To be done: Return everything from "Our passage is" down to "8-11 with me." in the passage below about Jacob blessing Ephraim and Manasseh, copied word for word.

Passage given:
========================================

There is a pattern we’ve seen throughout Scripture:  the younger gets designated by God to be greater than the older brother.  

Our passage is yet another example.  Here Joseph’s youngest son Ephraim is going to be designated as greater than his older brother Manasseh.  The fun thing to note is that Jacob is the one doing it.  This is interesting to note because Jacob himself was the younger brother to his twin brother Esau and when they were in the womb God declared “the older will serve the younger.”  In other words, Esau the older will serve the younger Jacob.  Now an old man, Jacob is about to bless his two grandsons, and will make the younger brother greater than his older brother.  Jacob is going to put the younger Ephraim ahead of the older Manasseh.


First we see Joseph blessed by the boys.  Follow verses 8-11 with me.  

Jacob is nearly blind, he can’t recognize people anymore, and so he doesn’t know who has come in with Joseph.  Joseph tells him its his sons, Manasseh and Ephraim.  Instantly Jacob’s face lights up with his grandsons in the room.  (And like like today, Joseph probably got brushed aside and didn’t matter anymore!)

========================================

Listed records:
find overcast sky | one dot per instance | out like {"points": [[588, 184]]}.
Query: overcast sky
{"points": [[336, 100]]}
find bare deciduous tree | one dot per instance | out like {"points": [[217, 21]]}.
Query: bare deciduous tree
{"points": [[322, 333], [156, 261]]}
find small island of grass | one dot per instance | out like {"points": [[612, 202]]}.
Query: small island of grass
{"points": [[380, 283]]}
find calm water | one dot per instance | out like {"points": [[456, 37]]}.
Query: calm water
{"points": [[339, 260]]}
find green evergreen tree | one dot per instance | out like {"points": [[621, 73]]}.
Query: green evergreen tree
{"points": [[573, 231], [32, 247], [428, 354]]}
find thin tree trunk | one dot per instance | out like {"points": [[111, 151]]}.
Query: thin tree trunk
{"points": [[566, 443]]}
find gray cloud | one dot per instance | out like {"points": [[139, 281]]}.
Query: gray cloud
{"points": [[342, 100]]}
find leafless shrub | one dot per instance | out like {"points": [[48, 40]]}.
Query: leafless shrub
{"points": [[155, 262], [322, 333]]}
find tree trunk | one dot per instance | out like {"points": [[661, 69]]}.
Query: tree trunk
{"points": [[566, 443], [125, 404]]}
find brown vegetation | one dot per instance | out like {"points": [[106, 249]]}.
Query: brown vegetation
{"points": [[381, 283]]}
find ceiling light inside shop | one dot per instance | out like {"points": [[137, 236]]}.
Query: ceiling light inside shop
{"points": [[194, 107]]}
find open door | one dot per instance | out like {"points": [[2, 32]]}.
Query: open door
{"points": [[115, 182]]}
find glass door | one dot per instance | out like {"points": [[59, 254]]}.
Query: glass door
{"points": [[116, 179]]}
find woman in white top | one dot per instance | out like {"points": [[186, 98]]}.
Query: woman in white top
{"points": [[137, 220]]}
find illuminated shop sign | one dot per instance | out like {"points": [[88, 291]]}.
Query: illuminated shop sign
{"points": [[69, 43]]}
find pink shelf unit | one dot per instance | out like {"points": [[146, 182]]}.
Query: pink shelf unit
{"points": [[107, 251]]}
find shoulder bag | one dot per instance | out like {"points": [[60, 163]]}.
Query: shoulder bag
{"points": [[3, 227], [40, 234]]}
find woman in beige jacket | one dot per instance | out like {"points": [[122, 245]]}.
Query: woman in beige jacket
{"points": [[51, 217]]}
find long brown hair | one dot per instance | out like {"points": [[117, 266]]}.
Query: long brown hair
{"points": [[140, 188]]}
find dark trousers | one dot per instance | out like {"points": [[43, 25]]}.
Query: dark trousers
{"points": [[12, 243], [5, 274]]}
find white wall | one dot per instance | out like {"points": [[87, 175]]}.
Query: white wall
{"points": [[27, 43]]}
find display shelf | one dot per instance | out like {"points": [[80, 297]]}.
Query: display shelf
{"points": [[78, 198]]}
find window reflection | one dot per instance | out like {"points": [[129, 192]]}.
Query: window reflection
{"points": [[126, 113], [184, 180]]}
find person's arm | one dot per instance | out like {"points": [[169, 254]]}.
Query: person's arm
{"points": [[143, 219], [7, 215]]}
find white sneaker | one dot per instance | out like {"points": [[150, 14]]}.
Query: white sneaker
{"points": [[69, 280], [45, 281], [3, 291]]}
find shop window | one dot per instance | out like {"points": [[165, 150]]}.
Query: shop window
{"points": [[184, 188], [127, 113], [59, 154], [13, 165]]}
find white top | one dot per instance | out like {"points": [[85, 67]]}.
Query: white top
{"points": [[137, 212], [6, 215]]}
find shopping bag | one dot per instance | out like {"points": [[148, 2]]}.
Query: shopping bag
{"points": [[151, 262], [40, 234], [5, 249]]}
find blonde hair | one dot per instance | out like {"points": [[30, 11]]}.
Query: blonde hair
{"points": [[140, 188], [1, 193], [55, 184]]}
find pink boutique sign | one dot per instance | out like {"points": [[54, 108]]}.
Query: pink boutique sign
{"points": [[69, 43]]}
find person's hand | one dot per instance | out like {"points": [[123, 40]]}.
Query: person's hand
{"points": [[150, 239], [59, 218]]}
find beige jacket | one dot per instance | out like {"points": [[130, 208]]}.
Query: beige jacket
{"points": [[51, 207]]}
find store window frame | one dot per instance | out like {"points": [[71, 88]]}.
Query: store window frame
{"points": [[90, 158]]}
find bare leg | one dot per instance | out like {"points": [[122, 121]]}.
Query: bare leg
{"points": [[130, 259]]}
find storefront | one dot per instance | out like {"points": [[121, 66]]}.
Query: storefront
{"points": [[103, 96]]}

========================================

Result of this task:
Our passage is yet another example.  Here Joseph’s youngest son Ephraim is going to be designated as greater than his older brother Manasseh.  The fun thing to note is that Jacob is the one doing it.  This is interesting to note because Jacob himself was the younger brother to his twin brother Esau and when they were in the womb God declared “the older will serve the younger.”  In other words, Esau the older will serve the younger Jacob.  Now an old man, Jacob is about to bless his two grandsons, and will make the younger brother greater than his older brother.  Jacob is going to put the younger Ephraim ahead of the older Manasseh.


First we see Joseph blessed by the boys.  Follow verses 8-11 with me.